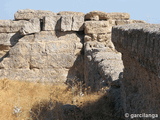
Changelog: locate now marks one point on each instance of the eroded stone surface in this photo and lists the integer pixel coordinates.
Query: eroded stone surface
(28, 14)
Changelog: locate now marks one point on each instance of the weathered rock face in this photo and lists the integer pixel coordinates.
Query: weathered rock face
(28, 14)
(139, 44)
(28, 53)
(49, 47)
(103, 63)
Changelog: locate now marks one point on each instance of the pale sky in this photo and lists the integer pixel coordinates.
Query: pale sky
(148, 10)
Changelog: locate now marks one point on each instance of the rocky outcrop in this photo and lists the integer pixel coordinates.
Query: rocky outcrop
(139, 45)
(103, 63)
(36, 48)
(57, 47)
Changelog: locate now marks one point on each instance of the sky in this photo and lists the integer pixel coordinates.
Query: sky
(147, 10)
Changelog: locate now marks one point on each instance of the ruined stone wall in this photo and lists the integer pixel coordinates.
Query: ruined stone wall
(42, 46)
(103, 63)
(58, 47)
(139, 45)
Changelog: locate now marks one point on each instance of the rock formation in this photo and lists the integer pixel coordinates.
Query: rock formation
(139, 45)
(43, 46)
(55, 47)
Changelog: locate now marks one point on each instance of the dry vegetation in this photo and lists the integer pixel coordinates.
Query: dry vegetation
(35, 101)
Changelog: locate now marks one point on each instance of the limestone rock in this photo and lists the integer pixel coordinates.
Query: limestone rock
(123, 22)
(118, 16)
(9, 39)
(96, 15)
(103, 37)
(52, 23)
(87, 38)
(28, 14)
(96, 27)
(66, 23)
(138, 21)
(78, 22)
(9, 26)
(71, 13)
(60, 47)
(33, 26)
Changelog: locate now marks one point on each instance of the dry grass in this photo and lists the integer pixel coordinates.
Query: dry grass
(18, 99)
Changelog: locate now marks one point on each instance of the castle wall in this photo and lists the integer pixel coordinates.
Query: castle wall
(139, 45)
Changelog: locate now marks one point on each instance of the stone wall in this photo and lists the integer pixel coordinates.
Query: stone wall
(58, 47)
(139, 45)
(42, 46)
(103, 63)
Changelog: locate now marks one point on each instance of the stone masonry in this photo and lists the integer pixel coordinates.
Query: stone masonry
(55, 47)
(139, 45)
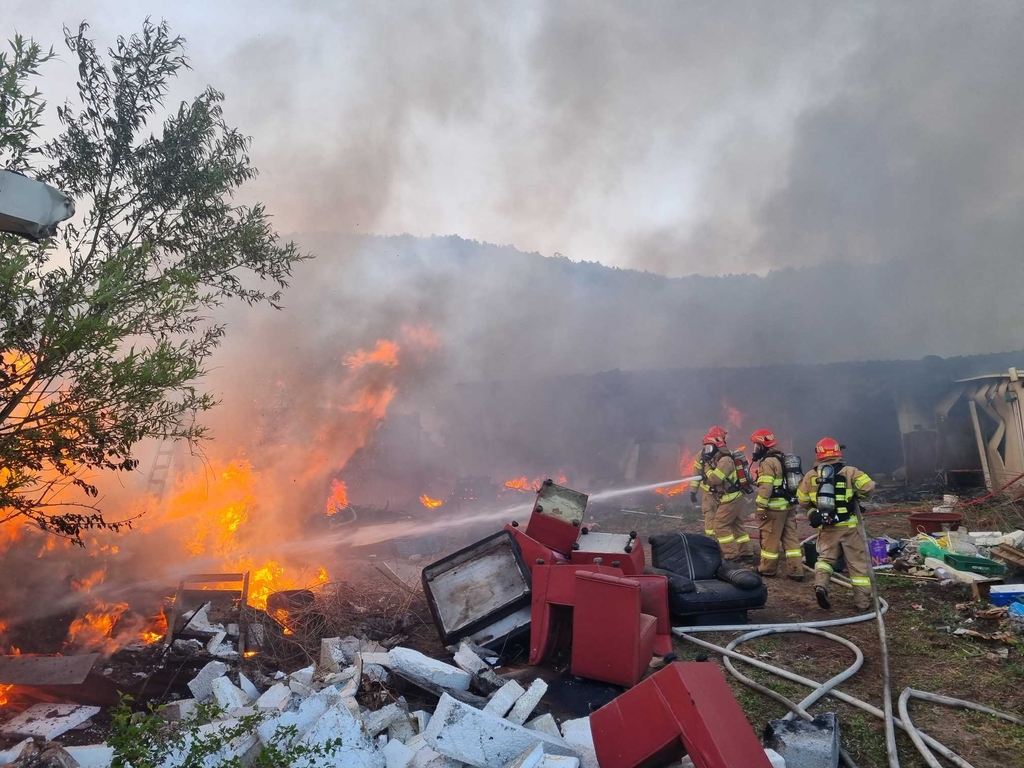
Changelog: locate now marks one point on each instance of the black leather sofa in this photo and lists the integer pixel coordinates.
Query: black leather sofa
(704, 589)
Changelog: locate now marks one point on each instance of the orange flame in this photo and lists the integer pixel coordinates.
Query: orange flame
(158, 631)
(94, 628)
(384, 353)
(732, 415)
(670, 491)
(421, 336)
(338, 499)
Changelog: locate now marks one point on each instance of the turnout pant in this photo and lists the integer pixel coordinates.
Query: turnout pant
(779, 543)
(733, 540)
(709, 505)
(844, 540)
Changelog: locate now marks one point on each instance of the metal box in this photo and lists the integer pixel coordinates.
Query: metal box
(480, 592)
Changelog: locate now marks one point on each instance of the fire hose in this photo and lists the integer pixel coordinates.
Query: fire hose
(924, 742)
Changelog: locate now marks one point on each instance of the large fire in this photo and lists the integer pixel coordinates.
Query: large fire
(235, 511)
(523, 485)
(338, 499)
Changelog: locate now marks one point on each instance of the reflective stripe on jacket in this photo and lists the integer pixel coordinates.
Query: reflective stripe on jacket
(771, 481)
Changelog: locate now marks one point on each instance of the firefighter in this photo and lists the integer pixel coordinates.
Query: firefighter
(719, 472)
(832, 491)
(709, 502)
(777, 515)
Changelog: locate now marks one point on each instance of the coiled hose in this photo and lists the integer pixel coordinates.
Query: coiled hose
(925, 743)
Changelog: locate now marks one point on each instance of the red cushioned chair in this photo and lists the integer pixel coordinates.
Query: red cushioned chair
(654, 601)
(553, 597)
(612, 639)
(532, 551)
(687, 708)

- _WHAT YOU WILL DO_
A word-for-word copy of every entry, with the pictures left out, is the required answer.

- _RESULT FOR THIS TASK_
Changelog: locate now marks one point on each instance of the eroded stone surface in this photo and lists the integer pixel coordinates.
Query: eroded stone surface
(28, 14)
Changelog: locate now marks one point on each instance of the weathered rock face in this photo and lists the integer pixel coordinates.
Query: weathered rock face
(28, 14)
(139, 44)
(28, 53)
(49, 47)
(103, 63)
Changelog: locate now marks one point on each instance of the pale sky in this photo and lists the integer pixel coordinates.
Query: pale sky
(148, 10)
Changelog: locate now marks one point on each instance of the rocky outcrop in this photo and lists the integer pixel coordinates.
Query: rocky outcrop
(139, 45)
(103, 63)
(36, 48)
(57, 47)
Changelog: locate now marks one point on each instance of the sky in this photo and lists the integer pixel coordinates.
Query: sky
(147, 10)
Changelog: locate now marks one point on each instance of the ruined stone wall in this photo and lists the integer pixel coordinates.
Query: ruined stone wall
(42, 46)
(103, 63)
(58, 47)
(139, 45)
Changelog: locate now marks one point on each instance of the rock formation in this photo and lists the integer pixel coordinates.
Query: rock formation
(139, 45)
(43, 46)
(55, 47)
Changelog: locate now marks one point on each instance of the dry vegetation in this photo and lists the integer pixel coordinates.
Query: dry vegetation
(35, 101)
Changelog: locate now marks one point on each instance of the limestone rock in this photo and lists the integer pixel coordinates.
Query: limestone rock
(123, 22)
(118, 16)
(9, 39)
(96, 15)
(103, 37)
(52, 23)
(87, 38)
(28, 14)
(96, 27)
(66, 23)
(138, 21)
(78, 22)
(9, 26)
(71, 13)
(60, 47)
(33, 26)
Changelog: locate now marks one point on each instance of the dry grass in this photo and lists the integer pixel coordinates.
Query: dry grass
(18, 99)
Changelog: locate now marks one point on each instance of the castle wall in this photo and lists the integer pixel coordinates.
Query: castle wall
(139, 45)
Changelog: locate now marks one point on each instance of the stone wall in this photo and lists the integer pixel coordinates.
Query: stone wall
(58, 47)
(139, 45)
(42, 46)
(103, 63)
Changelog: locate now marks one point on each instance of the stone masonry in this photo and lists the integer pixel coordinates.
Query: stone masonry
(55, 47)
(139, 45)
Changelog: locate now marks one point on each instance of the black leather sofa in this photo and lists the integer pixel coordinates.
Query: black leather sofa
(704, 589)
Changelog: locate now marks one point on each instance of the orange flame in this photo and lists the integer pixel coordinates.
Query: orange flame
(158, 631)
(94, 628)
(384, 353)
(732, 415)
(670, 491)
(421, 336)
(338, 499)
Changelog: locate now marks one point on each instance of the turnout pant in this photo and lists the integer pixel coordinates.
Query: turnout pant
(779, 543)
(733, 540)
(709, 505)
(844, 540)
Changelog: locate now marks one point on each instance of the metal box in this photo and lists the integer pixel coordinates.
Query: metal box
(480, 592)
Changelog: locate now marks one point on each instance of the fire hose in this photo and lists the integer pixel coordinates.
Query: fire hose
(924, 742)
Changelog: locate now marks one point on each instance of the large fire in this photo and lists the integer pixel coordinates.
Query: large fire
(235, 511)
(523, 485)
(338, 499)
Changelog: locate now marks one point on each instance of the reflective stripe on jacket in this photo and lists the integer pixel coordinates.
Query: reflective stripe on jacket
(771, 481)
Changelog: locate now marks one point on each instance of the firefighter in this photo and lists the integer pixel coordinates.
Query: firefighter
(719, 472)
(832, 491)
(709, 502)
(777, 515)
Changelog: locate now marks one point on each instance of the coiled hose in this photo and lists the integer pixel coordinates.
Query: coiled hose
(925, 743)
Changelog: locate now marks one point on each instance of the red cushioned chair in this photo and lists the integer pixel coordinates.
Query: red cushioned chair
(654, 601)
(553, 597)
(612, 639)
(532, 551)
(687, 708)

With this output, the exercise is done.